■ **Task to complete**: Copy out the lines of the records below, and only those lines, from the one with "Where can the black spot" through the one with "Where can the green plant", exactly as they appear.

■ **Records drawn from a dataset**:
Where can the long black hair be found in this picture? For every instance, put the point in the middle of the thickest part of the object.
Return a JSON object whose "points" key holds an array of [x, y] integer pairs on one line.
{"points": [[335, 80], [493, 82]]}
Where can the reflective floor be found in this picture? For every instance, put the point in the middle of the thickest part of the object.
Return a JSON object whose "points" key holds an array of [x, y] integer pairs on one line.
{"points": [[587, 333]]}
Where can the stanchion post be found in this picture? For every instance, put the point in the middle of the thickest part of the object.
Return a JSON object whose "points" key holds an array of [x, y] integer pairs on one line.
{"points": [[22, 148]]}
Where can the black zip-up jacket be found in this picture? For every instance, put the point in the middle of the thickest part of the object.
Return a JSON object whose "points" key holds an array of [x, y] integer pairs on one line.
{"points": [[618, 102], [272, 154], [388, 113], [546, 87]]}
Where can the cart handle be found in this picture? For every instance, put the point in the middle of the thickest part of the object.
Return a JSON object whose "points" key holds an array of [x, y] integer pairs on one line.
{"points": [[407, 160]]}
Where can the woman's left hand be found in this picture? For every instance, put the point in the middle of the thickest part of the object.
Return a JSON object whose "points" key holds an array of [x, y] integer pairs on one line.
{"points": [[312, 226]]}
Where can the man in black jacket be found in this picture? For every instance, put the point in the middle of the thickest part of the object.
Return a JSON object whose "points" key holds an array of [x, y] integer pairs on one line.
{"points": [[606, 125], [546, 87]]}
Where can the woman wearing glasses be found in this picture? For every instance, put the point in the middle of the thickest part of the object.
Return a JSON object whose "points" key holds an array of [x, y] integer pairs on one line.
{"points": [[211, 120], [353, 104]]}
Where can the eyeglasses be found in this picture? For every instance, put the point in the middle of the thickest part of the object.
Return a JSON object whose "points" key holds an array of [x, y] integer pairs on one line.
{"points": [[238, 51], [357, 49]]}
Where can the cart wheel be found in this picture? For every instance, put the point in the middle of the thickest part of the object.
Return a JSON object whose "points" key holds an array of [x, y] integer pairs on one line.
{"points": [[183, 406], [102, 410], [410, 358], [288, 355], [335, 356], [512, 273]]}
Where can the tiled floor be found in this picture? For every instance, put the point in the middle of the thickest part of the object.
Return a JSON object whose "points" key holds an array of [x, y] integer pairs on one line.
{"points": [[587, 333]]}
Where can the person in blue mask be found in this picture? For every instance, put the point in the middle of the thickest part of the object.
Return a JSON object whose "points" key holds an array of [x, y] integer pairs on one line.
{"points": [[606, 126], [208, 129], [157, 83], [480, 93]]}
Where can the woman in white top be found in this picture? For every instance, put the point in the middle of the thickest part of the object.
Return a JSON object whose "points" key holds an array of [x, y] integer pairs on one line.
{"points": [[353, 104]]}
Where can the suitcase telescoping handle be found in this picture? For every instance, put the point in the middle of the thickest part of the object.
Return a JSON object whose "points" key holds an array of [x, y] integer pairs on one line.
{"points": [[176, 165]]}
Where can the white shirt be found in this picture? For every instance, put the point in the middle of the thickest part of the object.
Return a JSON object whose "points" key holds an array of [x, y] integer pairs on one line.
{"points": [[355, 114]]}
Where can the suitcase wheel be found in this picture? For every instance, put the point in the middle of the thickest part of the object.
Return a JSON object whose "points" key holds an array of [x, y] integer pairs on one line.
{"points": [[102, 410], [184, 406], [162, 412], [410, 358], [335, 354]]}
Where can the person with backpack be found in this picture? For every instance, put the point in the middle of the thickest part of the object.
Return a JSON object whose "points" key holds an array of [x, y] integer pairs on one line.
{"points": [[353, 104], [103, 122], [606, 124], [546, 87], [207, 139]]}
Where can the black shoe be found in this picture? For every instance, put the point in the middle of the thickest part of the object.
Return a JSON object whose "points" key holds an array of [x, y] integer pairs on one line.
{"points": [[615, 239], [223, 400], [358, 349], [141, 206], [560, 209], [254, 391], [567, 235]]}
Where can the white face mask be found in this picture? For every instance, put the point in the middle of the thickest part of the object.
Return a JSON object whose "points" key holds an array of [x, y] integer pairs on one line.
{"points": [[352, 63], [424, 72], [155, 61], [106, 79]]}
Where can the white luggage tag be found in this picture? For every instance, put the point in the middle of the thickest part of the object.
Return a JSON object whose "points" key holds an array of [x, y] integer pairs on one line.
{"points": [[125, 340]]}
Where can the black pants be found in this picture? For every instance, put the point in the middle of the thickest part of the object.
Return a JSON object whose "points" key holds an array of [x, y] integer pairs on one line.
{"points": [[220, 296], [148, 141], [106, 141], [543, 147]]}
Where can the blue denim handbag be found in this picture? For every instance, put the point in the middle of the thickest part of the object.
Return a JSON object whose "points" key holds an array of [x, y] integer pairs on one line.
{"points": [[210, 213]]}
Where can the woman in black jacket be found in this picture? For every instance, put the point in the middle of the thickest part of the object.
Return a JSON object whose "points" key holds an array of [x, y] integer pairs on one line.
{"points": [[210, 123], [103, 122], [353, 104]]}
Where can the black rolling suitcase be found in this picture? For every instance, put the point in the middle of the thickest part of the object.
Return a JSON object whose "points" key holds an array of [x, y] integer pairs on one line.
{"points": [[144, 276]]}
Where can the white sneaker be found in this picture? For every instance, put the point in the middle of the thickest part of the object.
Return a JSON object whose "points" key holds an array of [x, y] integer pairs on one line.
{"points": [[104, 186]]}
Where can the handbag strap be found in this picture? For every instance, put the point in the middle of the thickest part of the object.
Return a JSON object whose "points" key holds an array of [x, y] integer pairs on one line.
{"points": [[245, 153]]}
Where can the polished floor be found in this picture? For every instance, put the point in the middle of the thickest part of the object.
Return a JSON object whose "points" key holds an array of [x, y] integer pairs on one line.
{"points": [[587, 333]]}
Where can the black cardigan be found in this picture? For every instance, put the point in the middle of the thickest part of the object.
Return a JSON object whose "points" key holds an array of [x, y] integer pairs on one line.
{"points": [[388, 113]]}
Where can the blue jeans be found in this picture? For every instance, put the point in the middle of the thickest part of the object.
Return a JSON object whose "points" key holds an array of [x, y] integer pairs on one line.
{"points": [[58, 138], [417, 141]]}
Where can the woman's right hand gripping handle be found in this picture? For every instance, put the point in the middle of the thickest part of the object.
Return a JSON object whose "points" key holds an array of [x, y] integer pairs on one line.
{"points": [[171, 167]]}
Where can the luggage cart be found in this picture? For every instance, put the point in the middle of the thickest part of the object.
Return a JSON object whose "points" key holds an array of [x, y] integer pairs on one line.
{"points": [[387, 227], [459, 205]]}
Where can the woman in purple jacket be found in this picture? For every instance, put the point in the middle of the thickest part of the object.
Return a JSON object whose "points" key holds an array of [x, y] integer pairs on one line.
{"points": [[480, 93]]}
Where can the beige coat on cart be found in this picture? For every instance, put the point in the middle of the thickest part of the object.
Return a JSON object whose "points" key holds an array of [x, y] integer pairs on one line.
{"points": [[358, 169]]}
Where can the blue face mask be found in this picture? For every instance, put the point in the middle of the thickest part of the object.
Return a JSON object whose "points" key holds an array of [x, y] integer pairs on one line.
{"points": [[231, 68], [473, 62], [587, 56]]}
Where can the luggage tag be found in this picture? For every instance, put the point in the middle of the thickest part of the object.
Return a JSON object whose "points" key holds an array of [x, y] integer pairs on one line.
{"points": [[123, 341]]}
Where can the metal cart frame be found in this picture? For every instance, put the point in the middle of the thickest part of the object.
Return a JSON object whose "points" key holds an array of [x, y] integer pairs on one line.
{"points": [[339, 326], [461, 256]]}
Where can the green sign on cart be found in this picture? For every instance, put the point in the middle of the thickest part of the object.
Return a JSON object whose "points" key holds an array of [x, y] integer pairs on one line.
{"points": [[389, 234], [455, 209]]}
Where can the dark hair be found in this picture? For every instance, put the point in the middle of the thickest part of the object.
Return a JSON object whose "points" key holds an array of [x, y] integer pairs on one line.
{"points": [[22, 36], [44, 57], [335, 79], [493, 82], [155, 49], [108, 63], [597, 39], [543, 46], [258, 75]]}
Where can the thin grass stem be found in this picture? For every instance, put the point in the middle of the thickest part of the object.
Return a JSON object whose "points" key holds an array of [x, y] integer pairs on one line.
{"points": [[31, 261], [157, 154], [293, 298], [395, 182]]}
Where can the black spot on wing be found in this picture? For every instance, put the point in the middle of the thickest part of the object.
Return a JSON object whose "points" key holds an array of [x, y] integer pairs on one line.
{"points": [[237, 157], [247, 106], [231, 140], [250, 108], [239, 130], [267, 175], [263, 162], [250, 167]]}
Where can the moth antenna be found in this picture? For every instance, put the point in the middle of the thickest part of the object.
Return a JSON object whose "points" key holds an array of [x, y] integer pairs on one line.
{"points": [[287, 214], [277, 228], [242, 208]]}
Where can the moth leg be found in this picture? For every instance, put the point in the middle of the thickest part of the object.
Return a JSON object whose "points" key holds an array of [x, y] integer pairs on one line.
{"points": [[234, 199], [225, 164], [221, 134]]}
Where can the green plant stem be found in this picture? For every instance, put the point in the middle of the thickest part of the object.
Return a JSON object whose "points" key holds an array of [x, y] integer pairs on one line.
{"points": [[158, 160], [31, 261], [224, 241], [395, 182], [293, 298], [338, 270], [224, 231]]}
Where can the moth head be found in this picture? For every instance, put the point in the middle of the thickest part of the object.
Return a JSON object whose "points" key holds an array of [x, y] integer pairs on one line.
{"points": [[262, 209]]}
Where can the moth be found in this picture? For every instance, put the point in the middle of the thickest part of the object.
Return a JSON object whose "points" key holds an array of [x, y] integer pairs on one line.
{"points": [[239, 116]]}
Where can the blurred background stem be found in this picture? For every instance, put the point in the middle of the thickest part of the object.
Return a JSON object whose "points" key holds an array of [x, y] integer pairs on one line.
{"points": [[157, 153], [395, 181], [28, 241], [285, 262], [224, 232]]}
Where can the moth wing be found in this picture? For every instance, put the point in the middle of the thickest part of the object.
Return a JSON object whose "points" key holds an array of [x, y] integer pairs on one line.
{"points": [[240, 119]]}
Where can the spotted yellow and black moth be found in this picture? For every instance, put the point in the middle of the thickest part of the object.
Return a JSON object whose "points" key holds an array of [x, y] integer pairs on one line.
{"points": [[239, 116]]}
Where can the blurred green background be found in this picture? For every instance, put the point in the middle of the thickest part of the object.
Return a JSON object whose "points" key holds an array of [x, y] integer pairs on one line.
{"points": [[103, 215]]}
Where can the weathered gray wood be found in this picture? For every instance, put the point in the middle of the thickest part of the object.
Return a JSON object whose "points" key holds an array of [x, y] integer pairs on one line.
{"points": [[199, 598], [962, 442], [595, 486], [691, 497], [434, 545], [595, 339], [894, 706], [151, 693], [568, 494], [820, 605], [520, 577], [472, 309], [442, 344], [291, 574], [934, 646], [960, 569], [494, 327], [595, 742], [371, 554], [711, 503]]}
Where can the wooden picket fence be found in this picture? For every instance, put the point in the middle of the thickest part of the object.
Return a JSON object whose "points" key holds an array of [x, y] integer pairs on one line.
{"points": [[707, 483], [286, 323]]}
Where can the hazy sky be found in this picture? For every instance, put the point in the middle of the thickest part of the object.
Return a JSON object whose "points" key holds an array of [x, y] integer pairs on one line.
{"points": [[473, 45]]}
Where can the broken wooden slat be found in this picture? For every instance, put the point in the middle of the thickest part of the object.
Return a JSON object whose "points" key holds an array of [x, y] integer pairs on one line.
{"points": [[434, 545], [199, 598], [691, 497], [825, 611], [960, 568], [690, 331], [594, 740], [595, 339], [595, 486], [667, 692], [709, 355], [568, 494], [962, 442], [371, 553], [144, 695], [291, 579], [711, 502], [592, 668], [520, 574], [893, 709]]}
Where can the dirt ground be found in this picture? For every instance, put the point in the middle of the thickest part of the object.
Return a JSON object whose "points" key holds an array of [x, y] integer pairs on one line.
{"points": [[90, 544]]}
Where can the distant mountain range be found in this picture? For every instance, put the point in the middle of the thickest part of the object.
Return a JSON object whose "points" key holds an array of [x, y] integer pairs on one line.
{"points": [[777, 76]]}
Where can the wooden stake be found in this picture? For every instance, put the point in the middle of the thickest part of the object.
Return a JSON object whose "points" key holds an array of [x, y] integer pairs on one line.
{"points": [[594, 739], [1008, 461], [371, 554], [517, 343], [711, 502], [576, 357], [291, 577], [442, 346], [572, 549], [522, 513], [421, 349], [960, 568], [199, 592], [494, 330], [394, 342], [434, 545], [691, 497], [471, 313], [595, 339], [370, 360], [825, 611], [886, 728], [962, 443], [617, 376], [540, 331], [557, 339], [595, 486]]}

■ **Written reply**:
Where can the black spot on wing be found in this picture? For every instance, put the point in the middle of the thickest part of the object.
Return a JSON object whose "points" key holds an array of [x, y] integer pairs on one line.
{"points": [[237, 157], [247, 106], [231, 140], [250, 108], [239, 130], [267, 175], [263, 162], [250, 167]]}
Where can the moth antenna be found in this picture? For every instance, put the point in the middle of the thickest part of the object.
Return a JSON object whose "points" key holds an array of [x, y] integer pairs on one line.
{"points": [[287, 214], [277, 228], [242, 208]]}
Where can the moth leg be found in this picture? For every instance, put the point in the middle of the thickest part of the object.
Return a JSON object whose "points" key holds an array of [x, y] integer pairs on one line.
{"points": [[234, 199], [225, 164], [221, 134]]}
Where can the green plant stem be found in this picture? For every instance, put the point in the middle of the thickest part of the object.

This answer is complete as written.